In article <26726@megaron.cs.arizona.edu> gudeman@cs.arizona.edu (David Gudeman) writes:
>In article  <3656@lanl.gov> jlg@lanl.gov (Jim Giles) writes:
>
>]Of course, pointers and one dimensional arrays - in spite of their
>]similarity - are indeed different.  For one thing: arrays are bounded.
>
>You know, Jim, it doesn't help your argument any when you keep
>bringing up the same points long after they have been discredited.
>Pointers are bounded just like array indexes.

Actually, it just shows that we're talking past each other most of the
time. Here's a practical example where the boundedness of array
references allows you to easily generate better code:

     a[i] = b[i] + c[i]             *a = *b + *c;
     d[i] = b[i] / 2.               *d = *b / 2.

> **OBJECTIVE**: In the forum post about pointers and arrays, what difference between pointers and one-dimensional arrays does Jim Giles name? You won't need the material that comes next.

> **PROVIDED INFORMATION**:
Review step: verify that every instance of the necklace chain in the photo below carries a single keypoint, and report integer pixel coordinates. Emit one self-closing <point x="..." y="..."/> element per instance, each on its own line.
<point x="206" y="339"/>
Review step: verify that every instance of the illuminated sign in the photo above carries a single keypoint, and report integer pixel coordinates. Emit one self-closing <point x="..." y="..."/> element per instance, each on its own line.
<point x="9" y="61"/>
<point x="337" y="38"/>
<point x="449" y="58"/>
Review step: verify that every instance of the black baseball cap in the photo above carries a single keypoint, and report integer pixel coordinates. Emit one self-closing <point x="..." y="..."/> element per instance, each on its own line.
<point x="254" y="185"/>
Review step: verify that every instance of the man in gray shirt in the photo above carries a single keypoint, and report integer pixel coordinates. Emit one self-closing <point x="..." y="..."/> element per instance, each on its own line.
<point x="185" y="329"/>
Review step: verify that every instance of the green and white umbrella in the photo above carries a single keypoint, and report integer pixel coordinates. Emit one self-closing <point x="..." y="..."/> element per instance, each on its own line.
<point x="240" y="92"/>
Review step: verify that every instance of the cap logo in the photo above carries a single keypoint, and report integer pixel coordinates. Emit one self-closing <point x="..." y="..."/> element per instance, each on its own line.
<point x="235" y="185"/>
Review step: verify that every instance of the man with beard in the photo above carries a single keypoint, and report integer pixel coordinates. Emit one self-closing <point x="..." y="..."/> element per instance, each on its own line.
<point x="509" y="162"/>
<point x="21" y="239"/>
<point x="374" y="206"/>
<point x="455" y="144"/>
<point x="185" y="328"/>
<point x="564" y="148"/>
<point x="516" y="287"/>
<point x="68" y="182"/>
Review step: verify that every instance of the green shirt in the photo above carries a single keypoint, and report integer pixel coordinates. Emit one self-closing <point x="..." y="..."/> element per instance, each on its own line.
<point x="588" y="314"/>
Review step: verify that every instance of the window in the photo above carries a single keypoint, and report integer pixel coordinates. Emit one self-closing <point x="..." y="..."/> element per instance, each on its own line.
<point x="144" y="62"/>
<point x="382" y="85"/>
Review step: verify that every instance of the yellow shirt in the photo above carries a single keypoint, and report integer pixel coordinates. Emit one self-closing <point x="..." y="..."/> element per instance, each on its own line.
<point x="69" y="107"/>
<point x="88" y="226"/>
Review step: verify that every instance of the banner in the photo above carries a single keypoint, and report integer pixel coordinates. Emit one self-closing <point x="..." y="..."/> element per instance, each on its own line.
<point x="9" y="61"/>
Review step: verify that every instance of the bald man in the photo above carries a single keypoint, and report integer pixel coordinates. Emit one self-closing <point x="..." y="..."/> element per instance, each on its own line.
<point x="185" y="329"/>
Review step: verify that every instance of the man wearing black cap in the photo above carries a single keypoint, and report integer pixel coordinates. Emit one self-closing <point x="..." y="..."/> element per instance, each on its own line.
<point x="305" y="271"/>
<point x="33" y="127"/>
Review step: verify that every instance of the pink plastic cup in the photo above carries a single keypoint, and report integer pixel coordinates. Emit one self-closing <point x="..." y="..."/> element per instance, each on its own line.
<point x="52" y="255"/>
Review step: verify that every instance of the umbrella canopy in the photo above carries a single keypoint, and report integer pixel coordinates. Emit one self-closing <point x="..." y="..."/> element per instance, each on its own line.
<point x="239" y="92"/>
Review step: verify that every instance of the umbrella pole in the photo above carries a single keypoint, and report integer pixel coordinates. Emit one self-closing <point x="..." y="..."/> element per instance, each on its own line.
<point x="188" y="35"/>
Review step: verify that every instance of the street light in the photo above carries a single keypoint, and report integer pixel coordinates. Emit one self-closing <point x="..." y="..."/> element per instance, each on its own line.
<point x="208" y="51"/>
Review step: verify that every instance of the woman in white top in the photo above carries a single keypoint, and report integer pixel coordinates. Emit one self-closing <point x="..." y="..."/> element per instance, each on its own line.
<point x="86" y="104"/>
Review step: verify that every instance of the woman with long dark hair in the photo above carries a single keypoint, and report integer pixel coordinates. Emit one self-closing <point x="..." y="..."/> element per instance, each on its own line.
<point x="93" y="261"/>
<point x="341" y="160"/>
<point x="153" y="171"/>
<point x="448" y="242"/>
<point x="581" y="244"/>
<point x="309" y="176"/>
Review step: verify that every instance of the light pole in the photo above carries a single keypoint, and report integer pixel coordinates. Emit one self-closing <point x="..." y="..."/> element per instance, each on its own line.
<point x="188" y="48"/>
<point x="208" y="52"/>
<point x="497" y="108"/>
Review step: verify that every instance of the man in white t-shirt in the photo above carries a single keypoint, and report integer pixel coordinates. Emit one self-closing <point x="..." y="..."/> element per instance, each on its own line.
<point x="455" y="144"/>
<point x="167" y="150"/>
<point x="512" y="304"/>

> **IN RESPONSE**: Arrays are bounded.